WRITTEN PROBLEM 1
In the text on job application mistakes, what does an Applicant Tracking System screen submitted resumes for?
WRITTEN PROBLEM 2
Continue the text on job application mistakes from its final sentence.

TEXT PROVIDED
- - -

Our executive recruiters share common mistakes to avoid based on their experience in the hiring process.

 

Mistake #1: Submitting resumes blindly.

With the growing demand for jobs, it’s understandable to feel inclined to apply everywhere and anywhere. While this piece of advice may have been helpful in the past, it can really hinder you from landing any job. Hiring managers can tell if a candidate hasn’t done their research. With technology being an easily accessible resource, it’s rare not to find something when looking up a company.

If you’re interested in applying for an open position, taking the time to personalize your message to the hiring manager will go a long way. Try to find the hiring authority’s contact information, and be sure to reference how you found out about the position – whether it be from the company website, social media, or word of mouth.

Before submitting your resume, ask yourself: how can you benefit the company? Personalizing your resume to the job description and aligning your core values to the company will help you stand out from applicants who practice quantity over quality.

>>> Read More: Six Steps to Spruce Up Your Resume

 

Mistake #2: Adding too much uncommon jargon in your resume and LinkedIn profile.

Previously, candidates could submit resumes through a company’s job portal and be fairly confident that their resume would be seen by someone. Since the advent of Applicant Tracking Systems (ATS), most resumes submitted through company’s job portals never reach a hiring manager. The ATS screens submitted resumes for key words that match the job description of the vacant position.

While including “storyteller” or “wizard” in your job title may be a unique way to show some personality, your profile won’t appear if most hiring authorities use conventional job titles to filter their search. To overcome this issue, add key words from the company’s job description to your resume. Doing so greatly increases the chances your resume and LinkedIn profile will be seen by a human.

 

Mistake #3: Highlighting career milestones at the expense of disclosing sensitive information from your current or past employer.

Our recruiters and clients occasionally receive information that is clearly the confidential property of another employer, including financials. While this is an attempt to illustrate success with your current (or past) employer, this can be extremely counterproductive. Hiring authorities will immediately question your understanding of business ethics, and may be weary of hiring someone who could potentially do the same for their company. Including percentages and concrete results in your resume are important, but it’s crucial not to cross the line by revealing classified company information.

- - -

(Records from an annotation dataset)
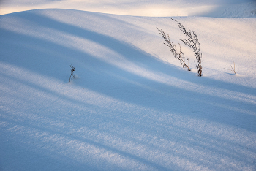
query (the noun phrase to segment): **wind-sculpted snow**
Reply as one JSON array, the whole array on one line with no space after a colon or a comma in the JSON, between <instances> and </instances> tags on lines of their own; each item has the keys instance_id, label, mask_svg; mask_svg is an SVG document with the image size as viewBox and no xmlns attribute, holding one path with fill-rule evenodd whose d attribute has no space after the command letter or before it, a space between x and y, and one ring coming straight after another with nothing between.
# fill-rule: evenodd
<instances>
[{"instance_id":1,"label":"wind-sculpted snow","mask_svg":"<svg viewBox=\"0 0 256 171\"><path fill-rule=\"evenodd\" d=\"M255 20L176 19L201 77L162 45L157 26L182 37L167 18L0 16L0 170L255 170Z\"/></svg>"}]
</instances>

- - -

WRITTEN RESPONSE 1
Key words that match the job description of the vacant position.

WRITTEN RESPONSE 2
>>> Read More: The Art of the Humblebrag: Resume Extraordinaire

 

Mistake #4: Lying about your unemployment.

While long periods of unemployment can be concerning for hiring authorities, lying about your experience is not worth the risk of getting caught. There was an instance when a candidate stated they were a “consultant” for a certain period of time, but were unable to back up their claim when asked about their business model or list of clientele. Other times, we have received emails from candidates saying they are currently unemployed, but their submitted resume shows they are still working for a company.

Be honest in your resume. If there are gaps in your work history of 6 months or longer, explain the reasons. Did you enroll in classes or workshops that benefited your career? Did you step away from work due to taking care of an ill family member? Shedding light on the situation will prevent hiring authorities from questioning the unemployment gap. Honesty is the best policy, after all.

 

Mistake #5: Having inconsistencies in your resume and LinkedIn profile.

Your resume and LinkedIn profile are opportunities to put your best foot forward and make a positive impression to a potential employer. Sometimes, a candidate’s resume differs from what is on LinkedIn. Make it a habit to update all forms of resumes when making changes to your professional experience. Recruiters and clients regularly verify employment by checking websites and other third party sources. When the discrepancy is exposed, the question becomes whether the mistake was intentional or an oversight – neither are positive perceptions.

  

Regardless of your current employment status, continuing to stay up to date on the best job search practices and actively updating your resume and LinkedIn profile can ensure that you are ready for any opportunities that come your way.